[TASK GOAL]
Each line of the data must be copied exactly.

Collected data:
* * *
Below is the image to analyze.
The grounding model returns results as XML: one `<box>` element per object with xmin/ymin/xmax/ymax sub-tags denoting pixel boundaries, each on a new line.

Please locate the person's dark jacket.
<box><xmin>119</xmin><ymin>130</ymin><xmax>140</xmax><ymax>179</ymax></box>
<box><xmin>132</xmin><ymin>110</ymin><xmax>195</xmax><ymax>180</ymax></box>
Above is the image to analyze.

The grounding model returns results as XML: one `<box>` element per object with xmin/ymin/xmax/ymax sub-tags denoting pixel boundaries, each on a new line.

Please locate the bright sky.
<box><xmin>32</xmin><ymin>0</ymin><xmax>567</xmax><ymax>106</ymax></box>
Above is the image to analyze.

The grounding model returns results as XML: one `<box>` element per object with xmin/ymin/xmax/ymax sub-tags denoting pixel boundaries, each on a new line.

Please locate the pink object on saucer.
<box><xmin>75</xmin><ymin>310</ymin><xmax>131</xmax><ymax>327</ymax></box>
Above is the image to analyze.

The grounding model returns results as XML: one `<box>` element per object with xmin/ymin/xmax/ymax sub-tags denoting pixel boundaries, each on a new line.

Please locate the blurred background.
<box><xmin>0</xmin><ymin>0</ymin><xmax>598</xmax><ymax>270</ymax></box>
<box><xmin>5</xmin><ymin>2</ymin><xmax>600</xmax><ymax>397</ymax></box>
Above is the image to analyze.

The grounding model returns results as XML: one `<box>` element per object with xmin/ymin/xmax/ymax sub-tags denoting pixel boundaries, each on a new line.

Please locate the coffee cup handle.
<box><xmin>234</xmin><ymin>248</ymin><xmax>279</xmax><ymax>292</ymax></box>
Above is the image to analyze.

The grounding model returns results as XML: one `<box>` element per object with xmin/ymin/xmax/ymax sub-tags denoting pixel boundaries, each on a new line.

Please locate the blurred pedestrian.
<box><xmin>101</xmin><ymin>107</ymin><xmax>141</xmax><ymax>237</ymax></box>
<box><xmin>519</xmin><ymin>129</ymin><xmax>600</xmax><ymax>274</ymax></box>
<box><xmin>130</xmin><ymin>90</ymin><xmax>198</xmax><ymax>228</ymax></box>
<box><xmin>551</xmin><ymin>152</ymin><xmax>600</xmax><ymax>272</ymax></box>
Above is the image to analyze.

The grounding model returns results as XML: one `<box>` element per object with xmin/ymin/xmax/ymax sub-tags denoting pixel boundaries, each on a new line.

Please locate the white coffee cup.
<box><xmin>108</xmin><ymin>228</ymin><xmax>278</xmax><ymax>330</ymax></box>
* * *
[RESPONSE]
Below is the image to analyze.
The grounding model returns results as XML: one `<box>` element per object with xmin/ymin/xmax/ymax sub-tags denoting pixel boundaries, each on a new line.

Please locate the person's dark jacket.
<box><xmin>119</xmin><ymin>130</ymin><xmax>140</xmax><ymax>179</ymax></box>
<box><xmin>132</xmin><ymin>110</ymin><xmax>195</xmax><ymax>180</ymax></box>
Above is the image to analyze.

The grounding model returns results as XML: one `<box>` element per object with xmin/ymin/xmax/ymax sub-tags denoting pixel boundaries, each on a new line.

Please locate the bright sky.
<box><xmin>32</xmin><ymin>0</ymin><xmax>567</xmax><ymax>106</ymax></box>
Above is the image to analyze.

The grounding model returns results as XML: one `<box>` element per object with xmin/ymin/xmax/ymax sub-tags denoting pixel boundaries, each on a new line.

Please locate the pink object on saucer.
<box><xmin>75</xmin><ymin>310</ymin><xmax>131</xmax><ymax>327</ymax></box>
Above is the image to analyze.

The grounding model returns results as XML: one `<box>` element per object with xmin/ymin/xmax/ymax sub-tags denoting pixel boundaries, each on a new line.

Please locate the blurred background.
<box><xmin>0</xmin><ymin>0</ymin><xmax>598</xmax><ymax>270</ymax></box>
<box><xmin>5</xmin><ymin>2</ymin><xmax>600</xmax><ymax>397</ymax></box>
Above is the image to analyze.

The grounding model returns results as XML: one `<box>` element per object with xmin/ymin/xmax/ymax sub-tags denoting pixel boundaries, each on a new line.

Please locate the coffee cup handle.
<box><xmin>234</xmin><ymin>248</ymin><xmax>279</xmax><ymax>292</ymax></box>
Above is the image to analyze.

The grounding model returns results as XML: one `<box>` element per object with xmin/ymin/xmax/ymax sub-tags denoting pixel boundaries, each on a new line.

Please locate the blurred pedestrian.
<box><xmin>101</xmin><ymin>107</ymin><xmax>141</xmax><ymax>237</ymax></box>
<box><xmin>519</xmin><ymin>129</ymin><xmax>600</xmax><ymax>274</ymax></box>
<box><xmin>130</xmin><ymin>90</ymin><xmax>198</xmax><ymax>228</ymax></box>
<box><xmin>551</xmin><ymin>152</ymin><xmax>600</xmax><ymax>272</ymax></box>
Above is the image to analyze.

The grounding model returns results as XML: one `<box>` element per object with xmin/ymin/xmax/ymax sub-tags denoting pixel boundaries, each on a new line.

Please locate the white coffee cup.
<box><xmin>108</xmin><ymin>228</ymin><xmax>278</xmax><ymax>330</ymax></box>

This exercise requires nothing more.